§ **Information given**:

========

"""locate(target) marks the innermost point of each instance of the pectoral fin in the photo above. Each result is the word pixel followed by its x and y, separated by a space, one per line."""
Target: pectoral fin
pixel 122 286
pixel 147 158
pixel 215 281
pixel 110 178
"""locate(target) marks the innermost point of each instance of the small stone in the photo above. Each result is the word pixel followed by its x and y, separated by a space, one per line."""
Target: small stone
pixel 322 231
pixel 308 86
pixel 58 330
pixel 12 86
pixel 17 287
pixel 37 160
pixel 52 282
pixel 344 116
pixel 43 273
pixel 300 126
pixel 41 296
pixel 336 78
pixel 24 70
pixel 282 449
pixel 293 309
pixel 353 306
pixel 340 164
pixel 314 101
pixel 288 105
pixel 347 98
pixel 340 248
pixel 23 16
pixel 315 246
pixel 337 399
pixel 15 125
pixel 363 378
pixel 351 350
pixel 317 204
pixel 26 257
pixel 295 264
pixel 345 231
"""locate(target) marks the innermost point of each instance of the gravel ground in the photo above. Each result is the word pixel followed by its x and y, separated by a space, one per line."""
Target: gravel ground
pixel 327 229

========

§ **Problem requirements**: Copy out the records from their first line through the line containing "pixel 345 231", including both ends, without changing a single character.

§ **Right answer**:
"""locate(target) marks the innermost point of each instance of the pectoral fin in the photo above. Each result is the word pixel followed by its x and y, separated by a space, one per line."""
Target: pectoral fin
pixel 122 286
pixel 147 158
pixel 215 281
pixel 110 178
"""locate(target) marks the innermost point of each instance of the small stone in the photo above. Each result is the word pixel followed by its x and y, separated by a space, one per line."""
Target: small stone
pixel 322 231
pixel 308 86
pixel 58 330
pixel 12 86
pixel 17 287
pixel 37 160
pixel 52 282
pixel 344 116
pixel 43 273
pixel 300 126
pixel 41 296
pixel 336 78
pixel 24 70
pixel 282 449
pixel 293 309
pixel 353 306
pixel 340 164
pixel 314 101
pixel 288 105
pixel 347 98
pixel 340 248
pixel 23 16
pixel 315 246
pixel 337 399
pixel 15 125
pixel 363 378
pixel 351 350
pixel 317 204
pixel 26 257
pixel 295 264
pixel 345 231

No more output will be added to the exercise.